▶ **Exercise data**

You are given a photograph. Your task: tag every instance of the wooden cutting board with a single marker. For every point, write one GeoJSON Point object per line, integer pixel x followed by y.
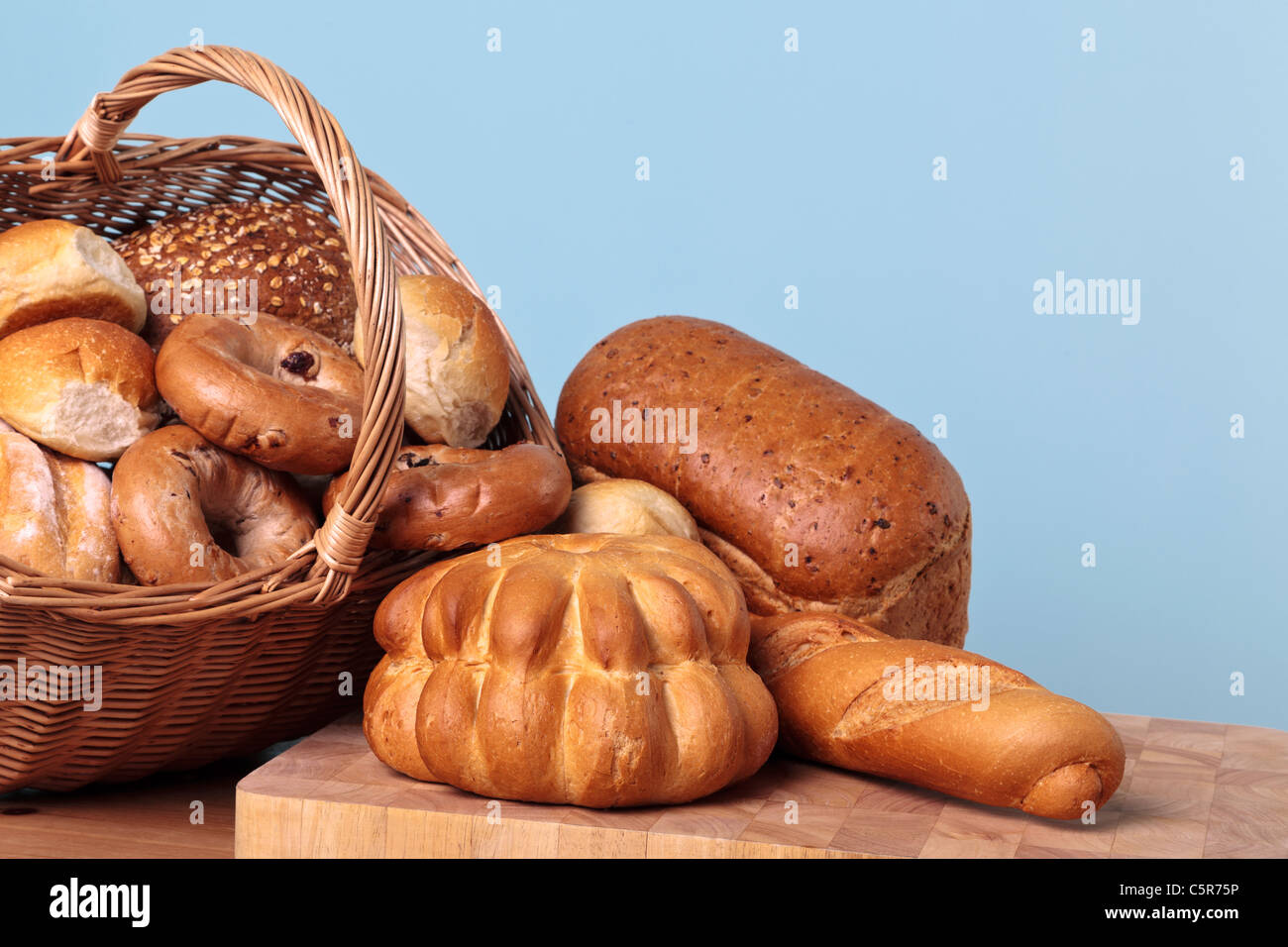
{"type": "Point", "coordinates": [1190, 789]}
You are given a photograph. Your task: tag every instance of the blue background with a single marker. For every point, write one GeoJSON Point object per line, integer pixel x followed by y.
{"type": "Point", "coordinates": [814, 169]}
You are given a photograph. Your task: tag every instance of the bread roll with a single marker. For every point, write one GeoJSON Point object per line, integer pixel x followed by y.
{"type": "Point", "coordinates": [447, 497]}
{"type": "Point", "coordinates": [934, 716]}
{"type": "Point", "coordinates": [458, 365]}
{"type": "Point", "coordinates": [593, 671]}
{"type": "Point", "coordinates": [294, 256]}
{"type": "Point", "coordinates": [52, 269]}
{"type": "Point", "coordinates": [185, 510]}
{"type": "Point", "coordinates": [626, 506]}
{"type": "Point", "coordinates": [81, 386]}
{"type": "Point", "coordinates": [277, 393]}
{"type": "Point", "coordinates": [54, 513]}
{"type": "Point", "coordinates": [815, 497]}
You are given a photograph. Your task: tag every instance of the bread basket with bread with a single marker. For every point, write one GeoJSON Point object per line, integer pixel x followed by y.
{"type": "Point", "coordinates": [201, 664]}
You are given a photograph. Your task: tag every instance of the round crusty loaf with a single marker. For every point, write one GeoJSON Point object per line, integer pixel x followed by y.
{"type": "Point", "coordinates": [81, 386]}
{"type": "Point", "coordinates": [277, 393]}
{"type": "Point", "coordinates": [458, 367]}
{"type": "Point", "coordinates": [815, 497]}
{"type": "Point", "coordinates": [294, 256]}
{"type": "Point", "coordinates": [52, 269]}
{"type": "Point", "coordinates": [55, 512]}
{"type": "Point", "coordinates": [626, 506]}
{"type": "Point", "coordinates": [592, 671]}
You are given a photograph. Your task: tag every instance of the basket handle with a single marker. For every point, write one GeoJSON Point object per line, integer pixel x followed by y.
{"type": "Point", "coordinates": [342, 540]}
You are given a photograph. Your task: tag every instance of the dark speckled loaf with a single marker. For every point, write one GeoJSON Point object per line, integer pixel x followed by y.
{"type": "Point", "coordinates": [815, 497]}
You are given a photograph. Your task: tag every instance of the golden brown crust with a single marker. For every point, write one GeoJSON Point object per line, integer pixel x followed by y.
{"type": "Point", "coordinates": [171, 487]}
{"type": "Point", "coordinates": [52, 269]}
{"type": "Point", "coordinates": [279, 394]}
{"type": "Point", "coordinates": [595, 671]}
{"type": "Point", "coordinates": [447, 497]}
{"type": "Point", "coordinates": [54, 513]}
{"type": "Point", "coordinates": [842, 698]}
{"type": "Point", "coordinates": [812, 495]}
{"type": "Point", "coordinates": [295, 256]}
{"type": "Point", "coordinates": [81, 386]}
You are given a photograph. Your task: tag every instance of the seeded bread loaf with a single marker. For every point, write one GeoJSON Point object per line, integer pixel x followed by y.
{"type": "Point", "coordinates": [294, 256]}
{"type": "Point", "coordinates": [815, 497]}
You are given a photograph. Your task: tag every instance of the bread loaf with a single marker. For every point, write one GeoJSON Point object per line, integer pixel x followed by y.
{"type": "Point", "coordinates": [932, 715]}
{"type": "Point", "coordinates": [815, 497]}
{"type": "Point", "coordinates": [81, 386]}
{"type": "Point", "coordinates": [593, 671]}
{"type": "Point", "coordinates": [52, 269]}
{"type": "Point", "coordinates": [282, 260]}
{"type": "Point", "coordinates": [458, 365]}
{"type": "Point", "coordinates": [54, 513]}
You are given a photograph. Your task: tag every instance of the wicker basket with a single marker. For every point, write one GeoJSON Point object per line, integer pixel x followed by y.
{"type": "Point", "coordinates": [193, 673]}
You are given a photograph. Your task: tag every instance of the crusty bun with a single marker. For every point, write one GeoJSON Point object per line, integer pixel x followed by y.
{"type": "Point", "coordinates": [592, 671]}
{"type": "Point", "coordinates": [81, 386]}
{"type": "Point", "coordinates": [187, 512]}
{"type": "Point", "coordinates": [294, 256]}
{"type": "Point", "coordinates": [458, 367]}
{"type": "Point", "coordinates": [815, 497]}
{"type": "Point", "coordinates": [54, 513]}
{"type": "Point", "coordinates": [279, 394]}
{"type": "Point", "coordinates": [447, 497]}
{"type": "Point", "coordinates": [626, 506]}
{"type": "Point", "coordinates": [52, 269]}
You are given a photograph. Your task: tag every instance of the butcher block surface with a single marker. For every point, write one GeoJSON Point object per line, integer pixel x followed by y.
{"type": "Point", "coordinates": [1190, 789]}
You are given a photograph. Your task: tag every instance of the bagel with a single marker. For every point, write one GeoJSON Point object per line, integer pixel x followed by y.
{"type": "Point", "coordinates": [185, 510]}
{"type": "Point", "coordinates": [281, 394]}
{"type": "Point", "coordinates": [447, 497]}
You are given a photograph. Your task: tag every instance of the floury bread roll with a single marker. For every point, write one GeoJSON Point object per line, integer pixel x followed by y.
{"type": "Point", "coordinates": [81, 386]}
{"type": "Point", "coordinates": [815, 497]}
{"type": "Point", "coordinates": [458, 365]}
{"type": "Point", "coordinates": [54, 512]}
{"type": "Point", "coordinates": [52, 269]}
{"type": "Point", "coordinates": [934, 716]}
{"type": "Point", "coordinates": [626, 506]}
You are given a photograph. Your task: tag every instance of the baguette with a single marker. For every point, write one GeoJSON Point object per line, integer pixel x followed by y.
{"type": "Point", "coordinates": [814, 497]}
{"type": "Point", "coordinates": [854, 697]}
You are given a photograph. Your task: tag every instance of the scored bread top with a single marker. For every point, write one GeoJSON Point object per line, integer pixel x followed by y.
{"type": "Point", "coordinates": [590, 669]}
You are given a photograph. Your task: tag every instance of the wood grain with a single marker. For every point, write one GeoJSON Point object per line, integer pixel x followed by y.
{"type": "Point", "coordinates": [1190, 789]}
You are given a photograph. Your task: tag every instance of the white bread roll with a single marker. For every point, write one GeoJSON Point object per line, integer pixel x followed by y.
{"type": "Point", "coordinates": [55, 513]}
{"type": "Point", "coordinates": [626, 506]}
{"type": "Point", "coordinates": [52, 269]}
{"type": "Point", "coordinates": [458, 367]}
{"type": "Point", "coordinates": [81, 386]}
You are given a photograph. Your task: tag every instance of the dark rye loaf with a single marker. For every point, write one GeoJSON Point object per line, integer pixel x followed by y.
{"type": "Point", "coordinates": [815, 497]}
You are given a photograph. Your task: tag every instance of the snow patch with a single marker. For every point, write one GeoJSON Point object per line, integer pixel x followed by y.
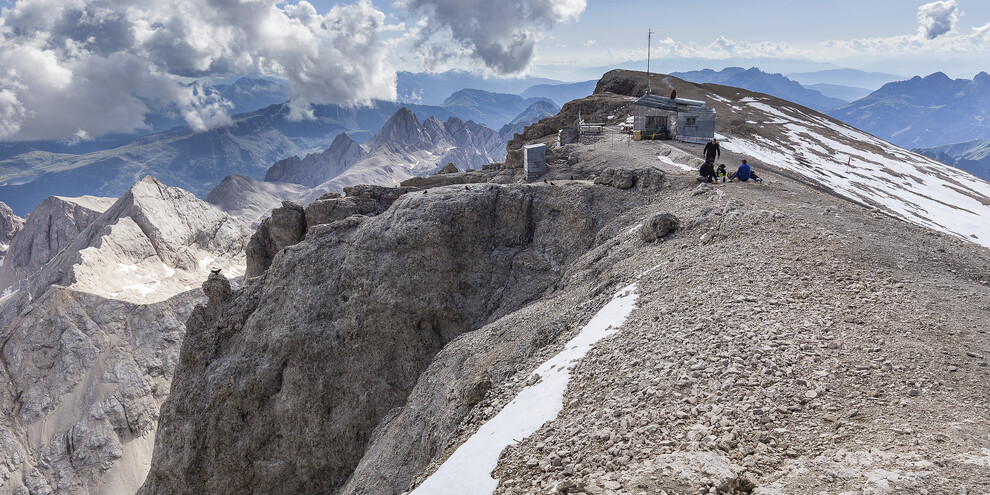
{"type": "Point", "coordinates": [204, 264]}
{"type": "Point", "coordinates": [143, 289]}
{"type": "Point", "coordinates": [872, 172]}
{"type": "Point", "coordinates": [468, 470]}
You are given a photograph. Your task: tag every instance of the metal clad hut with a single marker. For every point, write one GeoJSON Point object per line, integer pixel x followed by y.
{"type": "Point", "coordinates": [682, 119]}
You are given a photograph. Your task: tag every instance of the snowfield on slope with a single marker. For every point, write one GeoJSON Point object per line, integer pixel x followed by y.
{"type": "Point", "coordinates": [468, 470]}
{"type": "Point", "coordinates": [909, 186]}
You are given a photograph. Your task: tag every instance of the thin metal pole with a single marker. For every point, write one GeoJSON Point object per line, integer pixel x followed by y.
{"type": "Point", "coordinates": [649, 46]}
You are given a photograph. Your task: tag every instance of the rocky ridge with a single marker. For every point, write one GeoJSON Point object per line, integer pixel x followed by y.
{"type": "Point", "coordinates": [90, 341]}
{"type": "Point", "coordinates": [774, 348]}
{"type": "Point", "coordinates": [10, 224]}
{"type": "Point", "coordinates": [251, 200]}
{"type": "Point", "coordinates": [432, 266]}
{"type": "Point", "coordinates": [49, 228]}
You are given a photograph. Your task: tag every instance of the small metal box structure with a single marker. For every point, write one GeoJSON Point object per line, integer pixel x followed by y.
{"type": "Point", "coordinates": [681, 119]}
{"type": "Point", "coordinates": [535, 160]}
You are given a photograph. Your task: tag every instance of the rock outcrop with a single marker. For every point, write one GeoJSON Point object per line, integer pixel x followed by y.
{"type": "Point", "coordinates": [251, 200]}
{"type": "Point", "coordinates": [48, 230]}
{"type": "Point", "coordinates": [9, 224]}
{"type": "Point", "coordinates": [281, 386]}
{"type": "Point", "coordinates": [91, 340]}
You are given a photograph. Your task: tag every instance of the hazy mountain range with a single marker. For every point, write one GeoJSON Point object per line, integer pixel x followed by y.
{"type": "Point", "coordinates": [971, 156]}
{"type": "Point", "coordinates": [754, 79]}
{"type": "Point", "coordinates": [924, 111]}
{"type": "Point", "coordinates": [198, 161]}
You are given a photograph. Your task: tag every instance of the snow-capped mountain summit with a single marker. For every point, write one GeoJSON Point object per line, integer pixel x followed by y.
{"type": "Point", "coordinates": [91, 338]}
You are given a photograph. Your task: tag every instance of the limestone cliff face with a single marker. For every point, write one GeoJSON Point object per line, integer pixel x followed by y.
{"type": "Point", "coordinates": [89, 343]}
{"type": "Point", "coordinates": [317, 168]}
{"type": "Point", "coordinates": [9, 224]}
{"type": "Point", "coordinates": [49, 228]}
{"type": "Point", "coordinates": [281, 385]}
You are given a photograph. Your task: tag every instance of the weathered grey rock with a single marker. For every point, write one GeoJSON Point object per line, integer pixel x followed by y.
{"type": "Point", "coordinates": [285, 227]}
{"type": "Point", "coordinates": [473, 177]}
{"type": "Point", "coordinates": [359, 200]}
{"type": "Point", "coordinates": [618, 178]}
{"type": "Point", "coordinates": [281, 391]}
{"type": "Point", "coordinates": [693, 472]}
{"type": "Point", "coordinates": [645, 179]}
{"type": "Point", "coordinates": [9, 225]}
{"type": "Point", "coordinates": [91, 342]}
{"type": "Point", "coordinates": [449, 168]}
{"type": "Point", "coordinates": [49, 229]}
{"type": "Point", "coordinates": [658, 226]}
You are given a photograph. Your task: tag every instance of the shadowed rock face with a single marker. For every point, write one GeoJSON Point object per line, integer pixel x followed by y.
{"type": "Point", "coordinates": [280, 386]}
{"type": "Point", "coordinates": [9, 224]}
{"type": "Point", "coordinates": [89, 344]}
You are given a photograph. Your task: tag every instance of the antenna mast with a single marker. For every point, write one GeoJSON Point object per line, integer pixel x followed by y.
{"type": "Point", "coordinates": [649, 45]}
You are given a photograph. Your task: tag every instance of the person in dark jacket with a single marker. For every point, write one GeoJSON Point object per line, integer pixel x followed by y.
{"type": "Point", "coordinates": [721, 173]}
{"type": "Point", "coordinates": [707, 171]}
{"type": "Point", "coordinates": [743, 173]}
{"type": "Point", "coordinates": [712, 151]}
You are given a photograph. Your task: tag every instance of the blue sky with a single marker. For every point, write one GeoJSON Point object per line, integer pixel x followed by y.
{"type": "Point", "coordinates": [63, 63]}
{"type": "Point", "coordinates": [608, 32]}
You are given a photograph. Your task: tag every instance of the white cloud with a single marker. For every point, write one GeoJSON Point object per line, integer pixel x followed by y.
{"type": "Point", "coordinates": [937, 18]}
{"type": "Point", "coordinates": [89, 67]}
{"type": "Point", "coordinates": [501, 35]}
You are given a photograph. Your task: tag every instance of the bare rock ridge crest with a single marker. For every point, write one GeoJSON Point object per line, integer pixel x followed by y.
{"type": "Point", "coordinates": [773, 343]}
{"type": "Point", "coordinates": [404, 147]}
{"type": "Point", "coordinates": [366, 296]}
{"type": "Point", "coordinates": [827, 321]}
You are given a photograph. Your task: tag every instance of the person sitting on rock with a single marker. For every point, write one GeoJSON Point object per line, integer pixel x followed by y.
{"type": "Point", "coordinates": [707, 172]}
{"type": "Point", "coordinates": [743, 173]}
{"type": "Point", "coordinates": [721, 173]}
{"type": "Point", "coordinates": [712, 150]}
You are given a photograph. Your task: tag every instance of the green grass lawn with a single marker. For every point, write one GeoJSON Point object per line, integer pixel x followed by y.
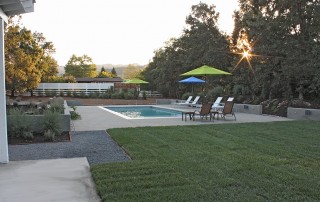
{"type": "Point", "coordinates": [278, 161]}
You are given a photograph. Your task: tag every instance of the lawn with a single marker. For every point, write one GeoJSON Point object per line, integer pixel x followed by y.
{"type": "Point", "coordinates": [278, 161]}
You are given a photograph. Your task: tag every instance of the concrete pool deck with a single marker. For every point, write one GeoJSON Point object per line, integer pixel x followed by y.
{"type": "Point", "coordinates": [70, 179]}
{"type": "Point", "coordinates": [95, 118]}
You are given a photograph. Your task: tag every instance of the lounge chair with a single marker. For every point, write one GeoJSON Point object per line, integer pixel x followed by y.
{"type": "Point", "coordinates": [217, 104]}
{"type": "Point", "coordinates": [187, 102]}
{"type": "Point", "coordinates": [204, 111]}
{"type": "Point", "coordinates": [227, 110]}
{"type": "Point", "coordinates": [195, 101]}
{"type": "Point", "coordinates": [230, 99]}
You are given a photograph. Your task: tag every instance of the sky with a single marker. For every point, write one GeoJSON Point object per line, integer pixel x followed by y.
{"type": "Point", "coordinates": [115, 31]}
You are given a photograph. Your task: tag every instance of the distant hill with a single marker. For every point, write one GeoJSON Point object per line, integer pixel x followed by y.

▶ **Your goal**
Could you give again exactly the lines from the line containing "the sky with" through the final line of the data above, and no others?

▶ **Result of the exercise**
You are given a photograph. Your task: tag every instance of the sky with a single marker. For every point, write one GeoJSON Point object per line, integer pixel x followed by y.
{"type": "Point", "coordinates": [115, 31]}
You are given a photograph. Your task: tag every instance of the distant hill with a single marker. For every point, write one GeoJSON Point object per line, integer pixel x followed by y.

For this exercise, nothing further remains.